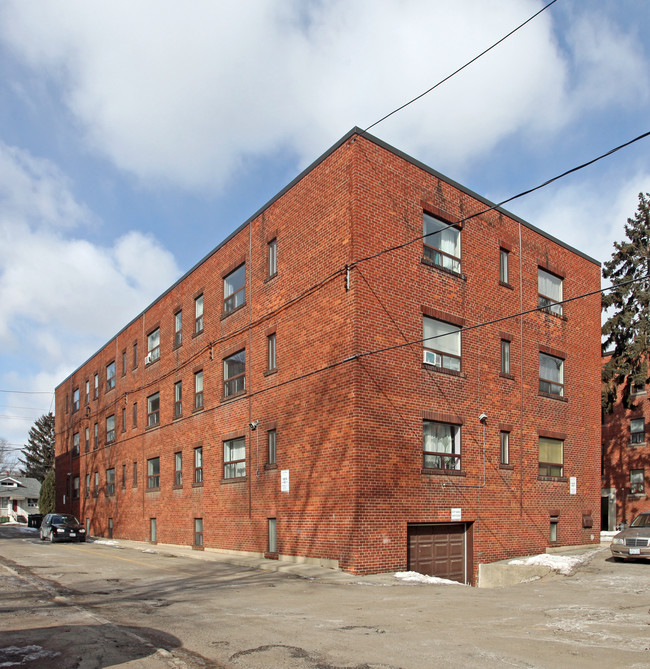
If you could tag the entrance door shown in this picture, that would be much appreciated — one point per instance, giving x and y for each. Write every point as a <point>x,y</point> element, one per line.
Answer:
<point>439,550</point>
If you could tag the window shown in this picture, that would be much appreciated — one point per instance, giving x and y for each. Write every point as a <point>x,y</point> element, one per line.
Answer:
<point>153,346</point>
<point>636,481</point>
<point>234,293</point>
<point>178,468</point>
<point>198,465</point>
<point>234,458</point>
<point>198,390</point>
<point>270,352</point>
<point>110,375</point>
<point>110,429</point>
<point>441,445</point>
<point>198,531</point>
<point>441,243</point>
<point>505,448</point>
<point>555,521</point>
<point>504,269</point>
<point>551,457</point>
<point>110,482</point>
<point>234,374</point>
<point>178,399</point>
<point>273,257</point>
<point>637,430</point>
<point>441,344</point>
<point>551,375</point>
<point>198,315</point>
<point>178,328</point>
<point>153,473</point>
<point>505,356</point>
<point>153,409</point>
<point>549,288</point>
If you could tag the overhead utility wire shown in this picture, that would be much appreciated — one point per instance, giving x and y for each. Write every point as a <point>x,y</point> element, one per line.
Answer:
<point>449,76</point>
<point>500,204</point>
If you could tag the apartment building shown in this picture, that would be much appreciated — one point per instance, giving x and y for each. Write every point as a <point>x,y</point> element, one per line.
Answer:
<point>378,371</point>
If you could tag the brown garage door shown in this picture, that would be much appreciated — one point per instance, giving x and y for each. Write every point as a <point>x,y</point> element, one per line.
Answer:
<point>439,550</point>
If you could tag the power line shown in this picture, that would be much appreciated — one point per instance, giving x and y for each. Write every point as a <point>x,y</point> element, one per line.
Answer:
<point>500,204</point>
<point>449,76</point>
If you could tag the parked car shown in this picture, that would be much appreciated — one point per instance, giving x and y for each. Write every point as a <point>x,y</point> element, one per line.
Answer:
<point>62,527</point>
<point>633,541</point>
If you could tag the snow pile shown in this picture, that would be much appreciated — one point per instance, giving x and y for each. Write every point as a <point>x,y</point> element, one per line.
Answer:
<point>562,564</point>
<point>414,577</point>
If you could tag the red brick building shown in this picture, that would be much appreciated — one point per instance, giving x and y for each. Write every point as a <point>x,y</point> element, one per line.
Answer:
<point>626,461</point>
<point>405,414</point>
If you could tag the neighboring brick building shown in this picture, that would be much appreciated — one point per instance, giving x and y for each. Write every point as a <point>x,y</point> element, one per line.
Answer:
<point>625,460</point>
<point>369,452</point>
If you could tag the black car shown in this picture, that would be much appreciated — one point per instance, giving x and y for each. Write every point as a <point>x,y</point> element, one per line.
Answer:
<point>62,527</point>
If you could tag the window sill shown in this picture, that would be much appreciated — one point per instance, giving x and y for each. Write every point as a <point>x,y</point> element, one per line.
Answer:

-- Work to complete --
The listing above must be restated word for word. Its pictures are to be left out.

-- Completed exercise --
If you could tag the entrance door shown in this picture, that would be much appreciated — one point per instance, giving x and y for each. Write every point as a <point>x,y</point> element, one per line.
Answer:
<point>439,550</point>
If you could tag the window shown in this picture, that would be much appreciated — one point per instance, giving x and y for each. Write every point as a <point>x,y</point> element, one per line.
Answer:
<point>153,346</point>
<point>636,481</point>
<point>234,293</point>
<point>178,468</point>
<point>198,465</point>
<point>234,458</point>
<point>198,390</point>
<point>270,352</point>
<point>110,375</point>
<point>110,429</point>
<point>441,445</point>
<point>198,531</point>
<point>441,243</point>
<point>505,448</point>
<point>555,521</point>
<point>504,269</point>
<point>551,457</point>
<point>110,482</point>
<point>234,374</point>
<point>178,399</point>
<point>273,257</point>
<point>637,430</point>
<point>441,344</point>
<point>551,375</point>
<point>198,315</point>
<point>178,328</point>
<point>153,473</point>
<point>505,356</point>
<point>153,409</point>
<point>549,288</point>
If you could tag the overhead utility wire shown in this picture, that would be much appreciated — one point per instance, giving x and y for each. Write every point as a <point>x,y</point> element, one per line.
Answer:
<point>449,76</point>
<point>500,204</point>
If you could tag the apartment building shown in this picture, that would be much appreciated — one point per instance, giving x and y for each. Write every point as a <point>x,y</point> element, one per line.
Answer:
<point>378,371</point>
If you could tag the brown garage door shown in this picture, that would be much appreciated — one point per instance, giving x and y for each. Write every point as a <point>x,y</point> element, one per line.
Answer:
<point>439,550</point>
If you could tag the power line shown in this picture, that would be much appreciated — one point per instance, giving x and y for each. Write every point as a <point>x,y</point> element, one per line.
Answer:
<point>500,204</point>
<point>449,76</point>
If you could tag the parked car shown in this picture, that would be much appreciated — one point per instance, giving x and y for each. Write every point as a <point>x,y</point> element, one per line.
Answer:
<point>62,527</point>
<point>633,541</point>
If you could tag the snow pile shown in this picture, that would be much appreciated — one point per instance, giving x and y for each. Write every point as a <point>x,y</point> element, one per line.
Answer:
<point>562,564</point>
<point>414,577</point>
If you could tag the red brick building shown in this picture, that would be much appreciated — one point per instance, giving x and y for each. Write every point as a <point>x,y</point> element, one per line.
Answer:
<point>626,461</point>
<point>405,414</point>
If you could tag the neighboring brick building shown in this picture, that would be much appreciated — one point per instance, giving x and y for each. Write every point as a <point>x,y</point> element, one per line.
Answer:
<point>625,460</point>
<point>369,452</point>
If you could tag the black car shown in this picture, that would be much appreciated — one point per instance, giving x and y for each. Write every point as a <point>x,y</point> element, one per line.
Answer:
<point>62,527</point>
If you could tag the window sill shown in this picture, that would be much appreciated — one point per instance, giving x and y for each. Write every point as a <point>x,y</point> element, one per line.
Answer:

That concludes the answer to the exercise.